──────── Material for the task

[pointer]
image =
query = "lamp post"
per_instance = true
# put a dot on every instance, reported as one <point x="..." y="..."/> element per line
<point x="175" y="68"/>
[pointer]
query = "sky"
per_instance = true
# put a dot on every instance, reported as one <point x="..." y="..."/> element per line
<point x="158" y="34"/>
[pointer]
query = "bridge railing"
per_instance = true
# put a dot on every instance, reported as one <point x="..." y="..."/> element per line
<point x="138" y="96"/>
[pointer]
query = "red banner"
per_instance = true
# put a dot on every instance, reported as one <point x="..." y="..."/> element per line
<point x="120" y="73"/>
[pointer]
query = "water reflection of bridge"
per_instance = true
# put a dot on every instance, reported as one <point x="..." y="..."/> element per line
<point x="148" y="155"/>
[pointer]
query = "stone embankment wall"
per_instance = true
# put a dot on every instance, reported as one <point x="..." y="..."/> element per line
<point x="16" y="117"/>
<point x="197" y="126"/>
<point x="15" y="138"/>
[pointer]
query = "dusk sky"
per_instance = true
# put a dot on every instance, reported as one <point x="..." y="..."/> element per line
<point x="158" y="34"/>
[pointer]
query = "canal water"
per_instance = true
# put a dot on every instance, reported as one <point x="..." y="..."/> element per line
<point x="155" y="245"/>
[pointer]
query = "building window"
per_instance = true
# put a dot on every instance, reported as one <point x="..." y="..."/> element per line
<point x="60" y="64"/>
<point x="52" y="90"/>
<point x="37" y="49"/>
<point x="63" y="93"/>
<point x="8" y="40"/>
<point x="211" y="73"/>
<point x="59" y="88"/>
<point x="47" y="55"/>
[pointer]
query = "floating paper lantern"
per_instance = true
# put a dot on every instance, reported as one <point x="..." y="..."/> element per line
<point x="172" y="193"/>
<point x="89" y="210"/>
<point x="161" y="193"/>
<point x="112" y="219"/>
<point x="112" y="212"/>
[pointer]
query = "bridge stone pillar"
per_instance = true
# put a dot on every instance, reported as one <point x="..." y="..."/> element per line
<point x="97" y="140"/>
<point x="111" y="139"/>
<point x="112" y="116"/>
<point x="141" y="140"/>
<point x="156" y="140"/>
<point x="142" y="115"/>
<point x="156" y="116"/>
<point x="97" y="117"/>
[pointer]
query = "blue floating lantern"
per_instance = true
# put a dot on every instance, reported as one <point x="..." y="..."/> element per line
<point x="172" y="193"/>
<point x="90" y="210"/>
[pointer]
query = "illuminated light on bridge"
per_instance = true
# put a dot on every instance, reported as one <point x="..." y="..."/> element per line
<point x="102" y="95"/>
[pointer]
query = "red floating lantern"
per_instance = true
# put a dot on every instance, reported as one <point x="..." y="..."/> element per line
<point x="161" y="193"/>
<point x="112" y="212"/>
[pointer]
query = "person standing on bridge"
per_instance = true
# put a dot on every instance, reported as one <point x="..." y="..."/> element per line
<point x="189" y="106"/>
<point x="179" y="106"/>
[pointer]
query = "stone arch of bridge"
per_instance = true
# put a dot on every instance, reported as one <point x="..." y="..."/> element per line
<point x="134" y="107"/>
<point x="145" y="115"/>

────────────────

Return every line of the items above that contains the word "lantern".

query = "floating paper lantern"
query = "blue floating lantern"
query = "red floating lantern"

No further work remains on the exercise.